──────── The input
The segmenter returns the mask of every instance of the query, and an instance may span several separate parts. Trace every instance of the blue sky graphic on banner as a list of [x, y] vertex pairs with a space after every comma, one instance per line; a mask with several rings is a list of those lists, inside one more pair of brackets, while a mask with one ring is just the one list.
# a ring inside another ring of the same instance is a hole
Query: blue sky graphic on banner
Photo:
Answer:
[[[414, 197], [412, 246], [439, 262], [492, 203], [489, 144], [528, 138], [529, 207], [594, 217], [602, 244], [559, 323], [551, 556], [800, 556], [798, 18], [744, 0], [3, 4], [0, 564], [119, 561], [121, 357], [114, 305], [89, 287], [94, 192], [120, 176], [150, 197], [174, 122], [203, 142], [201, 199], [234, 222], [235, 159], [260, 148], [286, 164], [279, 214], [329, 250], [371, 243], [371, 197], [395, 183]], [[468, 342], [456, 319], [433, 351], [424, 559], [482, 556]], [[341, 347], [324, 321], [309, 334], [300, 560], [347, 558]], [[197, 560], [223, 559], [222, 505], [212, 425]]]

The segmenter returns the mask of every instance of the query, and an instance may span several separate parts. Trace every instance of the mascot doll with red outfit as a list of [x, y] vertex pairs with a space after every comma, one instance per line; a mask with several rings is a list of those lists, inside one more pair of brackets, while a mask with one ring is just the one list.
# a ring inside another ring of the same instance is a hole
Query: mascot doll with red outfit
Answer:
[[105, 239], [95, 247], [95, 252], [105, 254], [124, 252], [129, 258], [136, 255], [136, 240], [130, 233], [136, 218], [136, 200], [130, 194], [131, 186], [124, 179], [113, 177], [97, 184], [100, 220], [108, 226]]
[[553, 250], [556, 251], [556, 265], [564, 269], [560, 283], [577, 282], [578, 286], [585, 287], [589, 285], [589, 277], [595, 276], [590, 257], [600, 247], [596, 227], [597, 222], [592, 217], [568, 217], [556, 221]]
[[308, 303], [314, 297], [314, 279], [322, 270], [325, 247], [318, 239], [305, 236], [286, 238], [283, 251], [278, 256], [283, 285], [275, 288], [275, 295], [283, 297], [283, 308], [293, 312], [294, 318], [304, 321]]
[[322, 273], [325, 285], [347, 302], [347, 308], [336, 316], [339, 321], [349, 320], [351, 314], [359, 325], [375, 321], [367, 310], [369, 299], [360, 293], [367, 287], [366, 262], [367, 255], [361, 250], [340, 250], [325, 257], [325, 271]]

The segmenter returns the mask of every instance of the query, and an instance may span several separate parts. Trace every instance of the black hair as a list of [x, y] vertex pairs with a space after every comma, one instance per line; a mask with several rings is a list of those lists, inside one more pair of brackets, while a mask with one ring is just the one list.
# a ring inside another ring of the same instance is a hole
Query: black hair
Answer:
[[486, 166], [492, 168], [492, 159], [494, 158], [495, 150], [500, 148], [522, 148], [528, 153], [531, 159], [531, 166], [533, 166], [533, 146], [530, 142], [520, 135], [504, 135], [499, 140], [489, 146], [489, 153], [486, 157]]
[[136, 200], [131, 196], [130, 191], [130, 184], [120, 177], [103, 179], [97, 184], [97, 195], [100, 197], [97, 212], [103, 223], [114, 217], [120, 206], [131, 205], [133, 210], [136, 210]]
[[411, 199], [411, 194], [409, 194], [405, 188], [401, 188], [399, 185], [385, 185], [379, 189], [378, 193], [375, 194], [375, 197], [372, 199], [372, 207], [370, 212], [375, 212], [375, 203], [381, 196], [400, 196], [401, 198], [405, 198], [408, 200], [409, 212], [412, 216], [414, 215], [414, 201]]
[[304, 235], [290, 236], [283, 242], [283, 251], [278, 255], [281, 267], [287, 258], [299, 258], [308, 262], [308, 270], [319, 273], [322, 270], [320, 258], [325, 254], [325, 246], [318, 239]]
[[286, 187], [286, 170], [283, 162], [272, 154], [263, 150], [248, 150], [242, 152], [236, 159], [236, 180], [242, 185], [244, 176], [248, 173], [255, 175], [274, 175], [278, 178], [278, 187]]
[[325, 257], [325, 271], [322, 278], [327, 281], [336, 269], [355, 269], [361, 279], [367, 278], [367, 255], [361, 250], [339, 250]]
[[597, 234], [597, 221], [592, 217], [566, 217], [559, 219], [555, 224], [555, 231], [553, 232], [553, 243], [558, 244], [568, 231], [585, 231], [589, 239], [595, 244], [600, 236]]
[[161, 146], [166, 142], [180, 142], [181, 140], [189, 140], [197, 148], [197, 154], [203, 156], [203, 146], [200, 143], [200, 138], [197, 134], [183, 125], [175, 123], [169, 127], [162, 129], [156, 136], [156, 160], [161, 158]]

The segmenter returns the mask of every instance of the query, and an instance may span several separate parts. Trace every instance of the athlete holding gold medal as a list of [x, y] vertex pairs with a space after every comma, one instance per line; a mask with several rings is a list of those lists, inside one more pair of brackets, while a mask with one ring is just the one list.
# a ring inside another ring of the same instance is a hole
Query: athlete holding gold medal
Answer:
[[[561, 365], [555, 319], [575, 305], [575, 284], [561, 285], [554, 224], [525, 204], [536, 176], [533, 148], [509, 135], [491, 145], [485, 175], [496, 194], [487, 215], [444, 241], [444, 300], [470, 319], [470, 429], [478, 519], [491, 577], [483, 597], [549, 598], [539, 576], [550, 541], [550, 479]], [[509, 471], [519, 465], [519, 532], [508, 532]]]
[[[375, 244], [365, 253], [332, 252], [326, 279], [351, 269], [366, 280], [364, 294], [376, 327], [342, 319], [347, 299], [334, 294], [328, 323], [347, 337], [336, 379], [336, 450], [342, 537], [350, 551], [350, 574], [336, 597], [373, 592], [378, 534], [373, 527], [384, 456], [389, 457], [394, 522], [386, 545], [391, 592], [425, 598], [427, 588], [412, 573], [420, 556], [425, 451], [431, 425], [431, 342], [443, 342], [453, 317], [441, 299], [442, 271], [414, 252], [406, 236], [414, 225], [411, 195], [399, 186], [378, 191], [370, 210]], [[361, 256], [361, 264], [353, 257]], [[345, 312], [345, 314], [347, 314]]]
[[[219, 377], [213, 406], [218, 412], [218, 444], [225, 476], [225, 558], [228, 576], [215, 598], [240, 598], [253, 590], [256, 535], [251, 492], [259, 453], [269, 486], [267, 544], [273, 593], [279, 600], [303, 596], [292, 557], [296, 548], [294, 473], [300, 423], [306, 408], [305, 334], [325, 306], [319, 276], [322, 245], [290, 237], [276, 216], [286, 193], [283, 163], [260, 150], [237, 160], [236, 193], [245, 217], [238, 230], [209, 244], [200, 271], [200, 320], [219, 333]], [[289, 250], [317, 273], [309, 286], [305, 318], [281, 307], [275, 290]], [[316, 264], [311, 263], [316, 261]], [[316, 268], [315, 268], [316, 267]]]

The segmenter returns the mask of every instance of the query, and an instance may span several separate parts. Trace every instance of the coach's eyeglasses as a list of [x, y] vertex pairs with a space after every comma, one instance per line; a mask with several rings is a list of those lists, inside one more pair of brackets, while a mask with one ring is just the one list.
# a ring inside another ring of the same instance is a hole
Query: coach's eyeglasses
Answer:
────────────────
> **What needs to be done**
Your answer must contain every line of the records, exactly.

> **Exercise response**
The segmenter returns the mask of every instance of the query, and an instance may span several separate parts. Trace every instance of the blue sky graphic on banner as a list of [x, y] vertex pairs with a space after every comma, one instance per line; a mask with several rings is a list of those lists, inside one more pair of brackets, while a mask with one ring is just the one list.
# a ring inside another ring of the same instance is a hole
Query: blue sky graphic on banner
Photo:
Answer:
[[[414, 197], [412, 246], [439, 262], [492, 203], [489, 144], [528, 138], [529, 207], [594, 217], [602, 244], [559, 323], [551, 556], [800, 556], [798, 18], [744, 0], [3, 4], [0, 564], [119, 561], [121, 357], [114, 305], [89, 287], [94, 192], [120, 176], [150, 197], [174, 122], [203, 142], [201, 199], [234, 222], [235, 159], [260, 148], [286, 164], [279, 214], [329, 250], [371, 243], [371, 197], [395, 183]], [[468, 342], [456, 319], [433, 351], [424, 559], [482, 556]], [[341, 347], [324, 321], [309, 334], [300, 560], [347, 558]], [[197, 560], [223, 559], [222, 505], [212, 425]]]

The segmenter returns the mask of every instance of the query, and an instance may span several separate parts. Trace every instance of the mascot doll with red outfit as a list of [x, y] vertex pairs with a space after every comma, one instance per line; a mask with several rings is a list of those lists, inside one more pair of brackets, while a mask with one ring is just the one list.
# a ring inside another ring of the same instance is a hole
Query: mascot doll with red outfit
Answer:
[[105, 239], [95, 247], [95, 252], [105, 254], [124, 252], [129, 258], [136, 255], [136, 240], [130, 233], [136, 218], [136, 200], [130, 194], [131, 186], [124, 179], [113, 177], [97, 184], [100, 220], [108, 226]]
[[553, 250], [556, 251], [556, 265], [564, 269], [560, 283], [577, 282], [578, 286], [585, 287], [589, 285], [589, 277], [595, 276], [590, 257], [600, 247], [596, 227], [597, 222], [592, 217], [568, 217], [556, 221]]
[[308, 303], [314, 297], [314, 279], [322, 270], [325, 247], [318, 239], [305, 236], [286, 238], [283, 251], [278, 256], [283, 285], [275, 288], [275, 295], [283, 297], [283, 308], [293, 312], [294, 318], [304, 321]]
[[322, 273], [325, 285], [347, 302], [347, 308], [336, 316], [339, 321], [349, 320], [351, 314], [359, 325], [375, 321], [367, 310], [369, 299], [360, 293], [367, 287], [366, 262], [367, 255], [361, 250], [340, 250], [325, 257], [325, 271]]

The segmenter returns the mask of every instance of the query, and an instance may span several separate parts. Trace every instance of the black hair as a list of [x, y] vertex pairs with a space after every comma, one instance per line; a mask with several rings is a list of those lists, inside one more pair of brackets, while a mask with one ring is just the one list.
# a ring inside another ring of the same instance is a hole
Query: black hair
Answer:
[[486, 166], [492, 168], [492, 159], [494, 158], [495, 150], [500, 148], [522, 148], [528, 153], [531, 159], [531, 166], [533, 166], [533, 146], [530, 142], [520, 135], [504, 135], [499, 140], [489, 146], [489, 153], [486, 157]]
[[136, 200], [131, 196], [130, 191], [130, 184], [120, 177], [103, 179], [97, 184], [97, 195], [100, 197], [97, 212], [103, 223], [114, 217], [120, 206], [131, 205], [133, 210], [136, 210]]
[[411, 199], [411, 194], [409, 194], [405, 188], [401, 188], [399, 185], [385, 185], [379, 189], [378, 193], [375, 194], [375, 197], [372, 199], [372, 207], [370, 212], [375, 212], [375, 203], [381, 196], [400, 196], [401, 198], [405, 198], [408, 200], [409, 212], [412, 216], [414, 215], [414, 201]]
[[304, 235], [290, 236], [283, 242], [283, 251], [278, 255], [281, 267], [287, 258], [299, 258], [308, 262], [308, 270], [319, 273], [322, 270], [320, 258], [325, 254], [325, 246], [318, 239]]
[[286, 187], [286, 170], [283, 162], [272, 154], [263, 150], [248, 150], [242, 152], [236, 159], [236, 180], [242, 185], [244, 176], [248, 173], [255, 175], [274, 175], [278, 178], [278, 187]]
[[325, 257], [325, 271], [322, 278], [327, 281], [336, 269], [355, 269], [361, 279], [367, 278], [367, 255], [361, 250], [339, 250]]
[[597, 234], [597, 221], [592, 217], [566, 217], [559, 219], [555, 224], [555, 231], [553, 232], [553, 243], [558, 244], [568, 231], [585, 231], [589, 239], [595, 244], [600, 236]]
[[161, 146], [166, 142], [180, 142], [181, 140], [189, 140], [197, 148], [197, 154], [203, 156], [203, 146], [200, 143], [200, 138], [197, 134], [183, 125], [175, 123], [169, 127], [162, 129], [156, 136], [156, 160], [161, 158]]

The segmenter returns the mask of every instance of the query, and an instance may span several separate parts. Trace every instance of the athlete holding gold medal as a list of [x, y] vertex pairs with a space after every comma, one instance per line; a mask with several rings is a list of those lists, inside one more pair of brackets, while a mask with one ring is just the one list.
# a ring inside another ring of the same instance is a hole
Query: athlete holding gold medal
Answer:
[[[561, 365], [555, 319], [575, 305], [575, 284], [561, 285], [554, 224], [525, 204], [536, 176], [533, 148], [509, 135], [491, 145], [485, 175], [496, 194], [487, 215], [444, 241], [444, 300], [470, 319], [470, 429], [478, 519], [491, 577], [483, 597], [549, 598], [539, 576], [550, 541], [550, 479]], [[509, 471], [519, 465], [519, 532], [508, 532]]]
[[[375, 244], [365, 253], [332, 252], [326, 279], [351, 269], [366, 280], [364, 294], [376, 327], [342, 319], [347, 299], [334, 294], [328, 323], [347, 337], [336, 379], [336, 450], [342, 537], [350, 551], [350, 574], [336, 597], [373, 592], [378, 534], [373, 527], [384, 456], [389, 457], [394, 522], [386, 545], [391, 592], [425, 598], [427, 588], [412, 573], [420, 556], [425, 451], [431, 425], [431, 342], [443, 342], [453, 317], [441, 299], [442, 271], [414, 252], [406, 236], [414, 225], [411, 195], [399, 186], [378, 191], [370, 210]], [[361, 256], [361, 264], [353, 257]], [[345, 312], [345, 314], [347, 314]]]
[[[219, 377], [213, 406], [218, 412], [218, 444], [225, 476], [225, 558], [228, 576], [215, 598], [240, 598], [253, 590], [256, 535], [251, 492], [259, 453], [269, 486], [267, 544], [273, 593], [279, 600], [303, 596], [292, 557], [296, 548], [294, 473], [300, 423], [306, 408], [305, 334], [325, 306], [319, 276], [322, 245], [290, 237], [276, 216], [286, 193], [283, 163], [260, 150], [237, 160], [236, 193], [245, 217], [238, 230], [209, 244], [200, 271], [200, 320], [219, 333]], [[289, 250], [317, 273], [309, 286], [305, 318], [281, 307], [275, 290]], [[316, 264], [311, 263], [316, 261]], [[316, 268], [315, 268], [316, 267]]]

The segmenter returns the mask of every instance of the query, and an instance may span several separate parts. Trace every instance of the coach's eyeglasses as a list of [x, y] vertex pairs with a space after every comma, one instance per line; a mask with several rings is a list of those lists, inside one more pair of brackets, while a mask with one ring is just the one list.
# a ring inside another ring of the same instance is a hole
Query: coach's eyeglasses
Answer:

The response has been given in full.